Text passage ::
Blog #30

Well, more review I guess…let’s go over concavity and the 2nd Derivative Test.

Okay, concavity. To test concavity, you use the same steps as the first derivative test, but with the 2nd derivative. To review, here are the steps:
1. Take the 2nd derivative.
2. Set it equal to 0.
3. Solve for x.
4. Check differentiability.
5. Set up intervals.
6. Pick numbers on the intervals and plug them into the 2nd derivative.
7. If you get a positive number, it is concave up. If you get a negative number it is concave down.
8. If there is a change (like from positive to negative or vice versa), it is a point of inflection.

Ex. 1) Determine the open intervals on which the graph f(x) = -x^3 + 6x^2 – 9x – 1 is concave up or down.
f’(x) = -3x^2 + 12x – 9
f’’(x) = -6x + 12
-6x + 12 = 0
-6x = -12
x = 2
It is differentiable.
(-infinity, 2) u (2, infinity)
f’’(1) = positive #
f’’(3) = negative #
concave up: (-infinity, 2)
concave down: (2, infinity)
*Note that the question does not ask for the point of inflection, but if it did, you would say: At x = 2 there is a point of inflection.

Extracted data ::
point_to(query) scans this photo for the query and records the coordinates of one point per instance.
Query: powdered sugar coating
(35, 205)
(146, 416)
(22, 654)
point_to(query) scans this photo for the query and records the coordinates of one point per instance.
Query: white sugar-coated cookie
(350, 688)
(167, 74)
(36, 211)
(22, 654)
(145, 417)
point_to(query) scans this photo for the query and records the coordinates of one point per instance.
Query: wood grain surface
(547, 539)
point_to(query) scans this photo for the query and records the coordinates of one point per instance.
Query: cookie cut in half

--

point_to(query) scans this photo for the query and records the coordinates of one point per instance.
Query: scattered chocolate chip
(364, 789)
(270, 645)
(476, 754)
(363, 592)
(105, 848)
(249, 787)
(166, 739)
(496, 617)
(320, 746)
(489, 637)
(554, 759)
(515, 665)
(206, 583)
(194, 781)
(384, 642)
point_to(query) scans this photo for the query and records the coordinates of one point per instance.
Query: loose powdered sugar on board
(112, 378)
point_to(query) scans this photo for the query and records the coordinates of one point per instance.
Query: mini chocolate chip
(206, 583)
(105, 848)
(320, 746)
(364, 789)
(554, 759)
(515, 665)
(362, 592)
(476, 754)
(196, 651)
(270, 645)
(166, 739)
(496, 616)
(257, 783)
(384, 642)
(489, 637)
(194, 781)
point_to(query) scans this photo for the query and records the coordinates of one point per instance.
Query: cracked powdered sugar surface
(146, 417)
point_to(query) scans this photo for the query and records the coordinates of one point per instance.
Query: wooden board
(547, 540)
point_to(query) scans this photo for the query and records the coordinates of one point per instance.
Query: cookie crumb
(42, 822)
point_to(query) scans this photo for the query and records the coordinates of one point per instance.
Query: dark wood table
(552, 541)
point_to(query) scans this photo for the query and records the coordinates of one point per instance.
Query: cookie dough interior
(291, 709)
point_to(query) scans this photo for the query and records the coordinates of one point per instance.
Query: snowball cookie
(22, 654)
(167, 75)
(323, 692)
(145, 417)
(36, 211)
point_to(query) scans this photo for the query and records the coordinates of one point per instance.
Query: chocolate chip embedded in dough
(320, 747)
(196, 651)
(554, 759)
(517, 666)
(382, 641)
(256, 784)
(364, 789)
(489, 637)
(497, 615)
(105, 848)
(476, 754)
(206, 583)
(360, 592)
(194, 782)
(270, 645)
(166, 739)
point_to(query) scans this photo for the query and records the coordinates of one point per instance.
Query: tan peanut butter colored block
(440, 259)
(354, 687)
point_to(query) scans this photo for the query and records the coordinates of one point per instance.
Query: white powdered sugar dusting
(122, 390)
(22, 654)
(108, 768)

Problems and tasks ::
a: Collect each line in the two blocks of records that contains the word "white".
b: Pick up the review post on concavity and the second derivative test after its final line and keep writing it.

Results of the tasks ::
a:
Query: white sugar-coated cookie
Query: white powdered sugar dusting

b:
Now, the 2nd Derivative Test. It is simply a shortcut for the 1st Derivative Test. Also, this test does not always work. If for step 7 you get a 0, the test fails. If that ever happens, you must use the 1st Derivative Test. Anyway, the steps are:
1. Take the 1st derivative.
2. Set it equal to 0.
3. Solve for x.
4. Check differentiability.
5. Take the 2nd derivative.
6. Plug in your critical points (your x-values) into the 2nd derivative.
7. If you get a positive number, it is a min. If you get a negative number, it is a max.

Ex. 2) Use the 2nd Derivative Test to find the relative extrema of f(x) = x^3 – 3x^2 + 3.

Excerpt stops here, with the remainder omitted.